**** ITEMS ****

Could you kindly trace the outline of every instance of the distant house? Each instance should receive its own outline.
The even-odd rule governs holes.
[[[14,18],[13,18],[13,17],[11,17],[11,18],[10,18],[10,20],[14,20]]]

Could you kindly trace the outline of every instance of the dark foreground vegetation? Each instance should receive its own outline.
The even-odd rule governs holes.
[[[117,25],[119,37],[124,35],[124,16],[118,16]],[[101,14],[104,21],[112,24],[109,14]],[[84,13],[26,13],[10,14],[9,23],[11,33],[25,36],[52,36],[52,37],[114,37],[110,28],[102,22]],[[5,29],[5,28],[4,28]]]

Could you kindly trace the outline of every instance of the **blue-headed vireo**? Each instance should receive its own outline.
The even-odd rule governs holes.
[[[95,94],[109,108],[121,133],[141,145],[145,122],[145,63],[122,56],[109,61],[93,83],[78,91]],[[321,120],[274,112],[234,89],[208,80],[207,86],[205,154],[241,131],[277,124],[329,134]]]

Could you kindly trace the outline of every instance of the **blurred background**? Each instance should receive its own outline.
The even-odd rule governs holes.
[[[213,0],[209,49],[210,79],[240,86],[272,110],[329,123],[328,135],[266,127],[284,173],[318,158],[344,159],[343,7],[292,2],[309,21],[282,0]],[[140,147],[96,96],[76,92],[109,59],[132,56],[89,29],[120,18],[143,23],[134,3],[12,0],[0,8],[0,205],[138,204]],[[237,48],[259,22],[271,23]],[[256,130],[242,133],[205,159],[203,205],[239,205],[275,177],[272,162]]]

****

▸ EXERCISE: Give only the lines from the one containing "vireo**? Each instance should receive its own outline." through the end of the records, with "trace" swapped for "draw" and everything else unchanged.

▸ WRITTEN SOLUTION:
Could you kindly draw the outline of every instance of the **blue-headed vireo**? Each instance should receive its own outline.
The even-odd rule governs holes.
[[[95,94],[109,108],[121,133],[141,145],[145,122],[145,63],[122,56],[109,61],[93,83],[78,91]],[[321,120],[274,112],[234,89],[208,80],[207,86],[205,154],[241,131],[277,124],[329,134]]]

Could you kindly draw the outline of every instance of the **blurred background**? Each instance should receive its own outline.
The even-odd rule governs holes.
[[[213,0],[209,49],[210,79],[240,86],[272,110],[329,123],[328,135],[266,127],[284,173],[318,158],[344,159],[343,7],[292,2],[309,21],[282,0]],[[140,147],[96,96],[76,92],[109,59],[132,56],[89,29],[120,18],[143,23],[134,3],[12,0],[0,8],[0,205],[138,204]],[[237,48],[259,22],[271,23]],[[256,130],[242,133],[205,159],[203,205],[239,205],[275,177],[272,162]]]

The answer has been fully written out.